The result should be every line of the listing that contains "below".

[[ Data section, beginning ]]

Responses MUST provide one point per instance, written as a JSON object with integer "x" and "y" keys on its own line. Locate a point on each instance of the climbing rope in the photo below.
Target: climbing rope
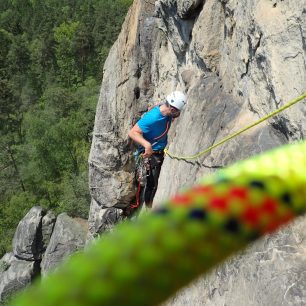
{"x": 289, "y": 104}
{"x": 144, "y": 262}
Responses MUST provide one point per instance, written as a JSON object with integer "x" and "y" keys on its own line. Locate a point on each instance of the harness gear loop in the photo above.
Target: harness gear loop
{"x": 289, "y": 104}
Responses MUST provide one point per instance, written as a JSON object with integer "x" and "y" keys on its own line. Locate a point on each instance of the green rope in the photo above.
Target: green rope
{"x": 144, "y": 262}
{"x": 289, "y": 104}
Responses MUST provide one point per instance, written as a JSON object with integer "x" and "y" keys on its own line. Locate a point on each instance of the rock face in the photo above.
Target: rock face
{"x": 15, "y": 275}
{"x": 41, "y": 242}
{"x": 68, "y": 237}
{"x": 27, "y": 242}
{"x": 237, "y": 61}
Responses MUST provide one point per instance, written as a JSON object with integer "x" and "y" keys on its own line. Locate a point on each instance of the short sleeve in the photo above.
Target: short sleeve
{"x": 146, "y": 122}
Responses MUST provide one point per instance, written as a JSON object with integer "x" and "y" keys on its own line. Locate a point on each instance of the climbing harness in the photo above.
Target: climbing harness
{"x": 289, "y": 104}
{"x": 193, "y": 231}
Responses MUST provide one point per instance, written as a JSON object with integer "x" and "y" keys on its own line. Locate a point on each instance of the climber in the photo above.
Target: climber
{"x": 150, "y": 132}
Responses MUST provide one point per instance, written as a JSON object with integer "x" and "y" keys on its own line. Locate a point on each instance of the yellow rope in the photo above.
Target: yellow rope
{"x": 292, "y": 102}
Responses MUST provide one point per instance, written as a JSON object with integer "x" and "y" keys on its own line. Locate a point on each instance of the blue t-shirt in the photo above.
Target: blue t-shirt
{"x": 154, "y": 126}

[[ Data section, end ]]
[[ Data section, beginning ]]

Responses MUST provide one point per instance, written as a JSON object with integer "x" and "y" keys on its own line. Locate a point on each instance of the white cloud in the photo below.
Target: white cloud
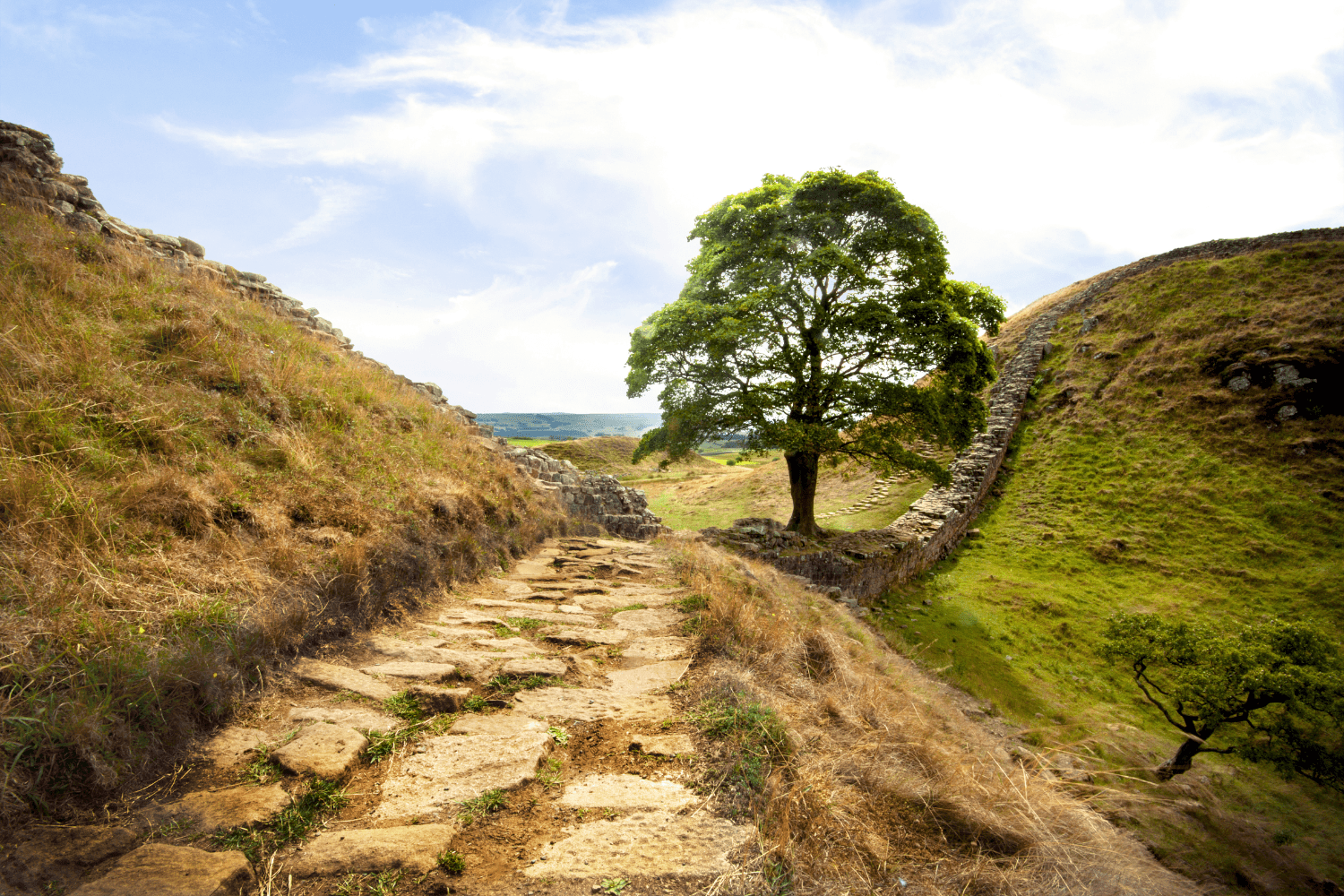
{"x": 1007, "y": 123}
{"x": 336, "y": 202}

[[ Data section, end ]]

■ Output for this task ■
Responses MUST provide one point per instance, written as a JSON object with integer "x" and "y" keys on its own line. Locate a point on each instance of the climbing rope in the photo below.
Responses MUST provide one point per instance, written as a JSON object with integer "x" and "y" keys on its own line. Locate a point on each instance of the white cloud in the photo below.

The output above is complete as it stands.